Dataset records

------------

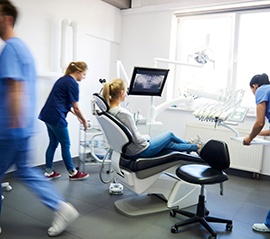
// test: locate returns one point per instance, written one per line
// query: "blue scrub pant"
(267, 220)
(166, 141)
(17, 152)
(58, 135)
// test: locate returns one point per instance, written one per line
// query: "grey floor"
(245, 201)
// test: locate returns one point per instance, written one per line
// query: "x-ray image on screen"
(148, 81)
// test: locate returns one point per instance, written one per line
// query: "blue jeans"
(267, 220)
(18, 152)
(58, 135)
(166, 141)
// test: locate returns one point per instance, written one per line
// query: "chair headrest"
(101, 102)
(216, 154)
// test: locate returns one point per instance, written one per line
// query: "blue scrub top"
(17, 63)
(263, 94)
(64, 92)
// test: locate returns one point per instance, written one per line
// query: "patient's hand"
(146, 136)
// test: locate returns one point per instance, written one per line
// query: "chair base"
(140, 205)
(201, 216)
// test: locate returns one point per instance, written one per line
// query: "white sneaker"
(260, 227)
(62, 219)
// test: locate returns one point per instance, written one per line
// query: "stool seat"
(201, 174)
(216, 154)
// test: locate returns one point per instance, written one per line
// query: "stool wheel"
(174, 229)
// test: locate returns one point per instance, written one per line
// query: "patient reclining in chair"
(143, 146)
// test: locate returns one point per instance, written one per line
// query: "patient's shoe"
(62, 219)
(260, 227)
(52, 175)
(195, 140)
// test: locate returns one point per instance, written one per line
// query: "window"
(237, 46)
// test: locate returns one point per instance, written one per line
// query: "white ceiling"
(121, 4)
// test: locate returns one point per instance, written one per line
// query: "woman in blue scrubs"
(260, 86)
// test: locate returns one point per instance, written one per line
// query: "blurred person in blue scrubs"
(17, 117)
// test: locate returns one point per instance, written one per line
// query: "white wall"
(146, 34)
(99, 33)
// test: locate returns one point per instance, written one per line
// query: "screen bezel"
(147, 71)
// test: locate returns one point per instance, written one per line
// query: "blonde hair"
(76, 66)
(111, 90)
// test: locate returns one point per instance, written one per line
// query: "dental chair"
(152, 179)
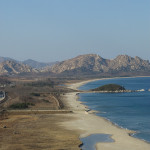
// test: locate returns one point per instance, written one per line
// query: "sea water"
(127, 110)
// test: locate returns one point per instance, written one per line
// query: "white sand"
(88, 123)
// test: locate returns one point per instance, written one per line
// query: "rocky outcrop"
(12, 67)
(96, 64)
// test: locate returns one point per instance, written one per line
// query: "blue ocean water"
(127, 110)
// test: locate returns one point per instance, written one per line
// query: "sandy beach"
(87, 123)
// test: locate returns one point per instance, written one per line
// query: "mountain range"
(83, 64)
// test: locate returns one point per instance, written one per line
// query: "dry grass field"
(37, 132)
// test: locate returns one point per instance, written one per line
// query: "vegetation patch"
(109, 87)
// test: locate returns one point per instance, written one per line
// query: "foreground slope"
(12, 67)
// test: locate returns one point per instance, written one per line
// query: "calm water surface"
(128, 110)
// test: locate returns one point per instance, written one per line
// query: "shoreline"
(88, 123)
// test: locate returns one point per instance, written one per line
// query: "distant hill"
(29, 62)
(92, 63)
(13, 67)
(36, 64)
(2, 59)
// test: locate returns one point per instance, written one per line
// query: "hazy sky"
(50, 30)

------------

All of the lines above should be copied exactly, apart from the pictures.

// test: locate returns one point per instance, written one per line
// query: "blue scrub pant"
(267, 220)
(166, 141)
(17, 152)
(58, 135)
// test: locate returns one point per instance, written one per line
// query: "grey floor"
(245, 201)
// test: locate returns one point per instance, written one per line
// query: "x-ray image on screen"
(148, 81)
// test: locate returns one point per instance, written one per line
// query: "blue jeans"
(267, 220)
(18, 152)
(58, 135)
(166, 141)
// test: locate returns one point per instance, written one per line
// query: "chair headrest"
(101, 102)
(216, 154)
// test: locate returns one point per instance, written one per line
// query: "blue scrub top"
(17, 63)
(263, 94)
(64, 92)
// test: locate returns one point per instance, written one per line
// query: "patient's hand"
(146, 136)
// test: locate returns one point per instance, written one per line
// query: "chair base"
(140, 205)
(201, 216)
// test: locate returns one point per instance, written one per line
// query: "white sneaker"
(260, 227)
(62, 219)
// test: locate returns one point per instance, written one per line
// query: "stool seat"
(201, 174)
(216, 154)
// test: locate returns one point per instance, written one per line
// query: "stool wheel"
(174, 229)
// test: locate returns one point per instance, written one per line
// query: "patient reclining in chair"
(143, 146)
// test: locate returns one point per instance, written one per line
// query: "patient's shoe"
(62, 219)
(260, 227)
(52, 175)
(195, 140)
// test: locate returns one point per instance, written one per line
// query: "window"
(237, 46)
// test: locate returns one point per instance, written one per line
// query: "white ceiling"
(121, 4)
// test: locate returns one point per instance, written one per line
// query: "woman in blue scrubs"
(260, 86)
// test: locate returns one point per instance, written one per line
// query: "blurred person in blue scrubs"
(17, 117)
// test: locate returns one point per instance, written one per line
// query: "white wall"
(146, 34)
(99, 33)
// test: locate returns one point per instance, written one per line
// query: "screen bezel"
(147, 71)
// test: locate returns one point per instance, written one per line
// query: "blonde hair"
(76, 66)
(111, 90)
// test: locate returns one point per instance, written one per line
// query: "dental chair"
(152, 179)
// test: locate returns one point per instance, written one per line
// query: "sea water"
(127, 110)
// test: locate returns one point per instance, written one per line
// query: "white sand"
(88, 123)
// test: locate returns one point per instance, written one per line
// query: "rocky outcrop"
(12, 67)
(96, 64)
// test: locate returns one point per instance, written one per line
// query: "blue ocean water"
(127, 110)
// test: locate returns one point per instance, written one per line
// query: "sandy beach"
(87, 123)
// test: locate returns one point per instance, written one per line
// query: "mountain range"
(83, 64)
// test: locate returns one point per instance, written one per line
// query: "dry grass field"
(37, 132)
// test: locate returns one point per instance, written one per line
// query: "vegetation patch"
(109, 87)
// test: locate returns one point per instance, written one per line
// query: "foreground slope"
(12, 67)
// test: locate returns one point per instance, written one per line
// query: "calm water surface"
(128, 110)
// test: locate returns one point per instance, written one per line
// query: "shoreline"
(88, 123)
// test: locate returns one point per instance, written one per line
// query: "distant hill"
(29, 62)
(92, 63)
(13, 67)
(36, 64)
(2, 59)
// test: locate returns one point per instance, written one per line
// query: "hazy sky"
(50, 30)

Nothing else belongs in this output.